> _Contour labeling material_:
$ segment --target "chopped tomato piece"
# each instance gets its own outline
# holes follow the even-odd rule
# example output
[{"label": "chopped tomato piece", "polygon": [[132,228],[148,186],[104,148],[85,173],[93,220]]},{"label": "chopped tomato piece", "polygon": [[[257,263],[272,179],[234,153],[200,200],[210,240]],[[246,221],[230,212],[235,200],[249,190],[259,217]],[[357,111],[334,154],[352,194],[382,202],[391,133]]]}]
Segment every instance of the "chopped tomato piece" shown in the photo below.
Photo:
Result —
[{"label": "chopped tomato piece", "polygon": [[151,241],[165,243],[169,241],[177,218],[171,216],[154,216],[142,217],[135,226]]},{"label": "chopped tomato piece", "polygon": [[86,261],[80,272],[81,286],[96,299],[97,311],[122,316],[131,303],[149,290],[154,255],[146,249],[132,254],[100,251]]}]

--

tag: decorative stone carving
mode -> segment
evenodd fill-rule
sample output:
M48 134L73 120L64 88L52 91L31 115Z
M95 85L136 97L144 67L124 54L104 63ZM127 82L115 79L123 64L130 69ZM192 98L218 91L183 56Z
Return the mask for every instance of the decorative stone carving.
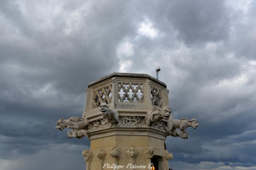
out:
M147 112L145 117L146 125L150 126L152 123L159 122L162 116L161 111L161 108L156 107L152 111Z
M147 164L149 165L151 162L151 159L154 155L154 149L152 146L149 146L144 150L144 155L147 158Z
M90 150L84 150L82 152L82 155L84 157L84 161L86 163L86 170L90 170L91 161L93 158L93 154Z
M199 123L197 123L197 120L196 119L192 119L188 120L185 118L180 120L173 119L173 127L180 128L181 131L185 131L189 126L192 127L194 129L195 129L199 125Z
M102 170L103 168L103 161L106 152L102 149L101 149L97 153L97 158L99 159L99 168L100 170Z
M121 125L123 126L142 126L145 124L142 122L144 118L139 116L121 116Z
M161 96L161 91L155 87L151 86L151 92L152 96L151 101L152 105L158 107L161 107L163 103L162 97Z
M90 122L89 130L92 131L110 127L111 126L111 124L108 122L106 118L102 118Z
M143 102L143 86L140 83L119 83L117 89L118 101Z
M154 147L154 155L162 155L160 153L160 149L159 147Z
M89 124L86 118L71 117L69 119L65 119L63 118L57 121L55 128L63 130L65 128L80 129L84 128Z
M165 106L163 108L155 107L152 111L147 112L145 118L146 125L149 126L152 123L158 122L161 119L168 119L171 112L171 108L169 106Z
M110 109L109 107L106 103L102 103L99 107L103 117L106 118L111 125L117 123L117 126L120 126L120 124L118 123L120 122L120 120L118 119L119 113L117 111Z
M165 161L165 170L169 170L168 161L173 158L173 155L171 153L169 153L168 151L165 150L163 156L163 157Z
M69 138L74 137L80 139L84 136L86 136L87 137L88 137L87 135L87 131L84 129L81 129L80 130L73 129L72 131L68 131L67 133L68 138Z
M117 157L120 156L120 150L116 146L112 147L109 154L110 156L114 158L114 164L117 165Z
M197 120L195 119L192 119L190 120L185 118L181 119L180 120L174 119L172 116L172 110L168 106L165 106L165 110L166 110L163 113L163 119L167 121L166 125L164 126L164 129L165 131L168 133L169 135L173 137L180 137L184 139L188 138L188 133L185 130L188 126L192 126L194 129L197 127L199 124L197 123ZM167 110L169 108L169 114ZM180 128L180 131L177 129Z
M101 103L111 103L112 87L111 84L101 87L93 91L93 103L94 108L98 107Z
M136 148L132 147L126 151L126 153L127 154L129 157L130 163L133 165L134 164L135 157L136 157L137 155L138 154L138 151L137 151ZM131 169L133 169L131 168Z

> _Challenge_:
Write out the material from the line with "tag: decorative stone carving" to the line with "M165 106L163 108L155", swapping "mask" for "outline" and leaving everything else unchanged. Leave the pictures out.

> _Worked answer_:
tag: decorative stone carving
mode -> segment
evenodd fill-rule
sample output:
M48 134L73 120L64 88L52 91L31 115Z
M95 85L136 97L144 67L124 54L104 63ZM127 82L115 79L123 64L130 69ZM192 98L218 91L183 56Z
Return the outline for every instance of the decorative stone carving.
out:
M147 112L145 117L146 125L150 126L152 123L159 122L162 116L161 111L161 108L156 107L152 111Z
M147 164L149 165L151 162L151 159L154 155L154 149L152 146L149 146L144 150L144 155L147 158Z
M90 150L84 150L82 152L82 155L84 157L84 161L86 163L86 170L90 170L91 161L93 158L93 154Z
M199 123L197 123L197 120L196 119L192 119L188 120L185 118L180 120L173 119L173 127L180 128L181 131L185 131L189 126L192 127L194 129L195 129L199 125Z
M102 170L103 168L103 161L106 152L102 149L101 149L97 153L97 158L99 159L99 168L100 170Z
M121 125L123 126L142 126L145 124L142 122L144 118L139 116L121 116Z
M161 96L161 91L155 87L151 86L151 92L152 96L151 101L152 105L158 107L161 107L163 103L162 97Z
M90 122L89 130L92 131L110 127L111 126L111 124L108 122L106 118L102 118Z
M143 102L143 86L140 83L119 83L117 89L118 101Z
M154 147L154 155L162 155L160 153L160 149L159 147Z
M89 124L86 118L71 117L69 119L65 119L63 118L57 121L55 128L63 130L65 128L80 129L84 128Z
M165 106L163 108L155 107L152 111L147 112L145 118L146 125L149 126L152 123L158 122L161 119L168 119L171 112L171 108L169 106Z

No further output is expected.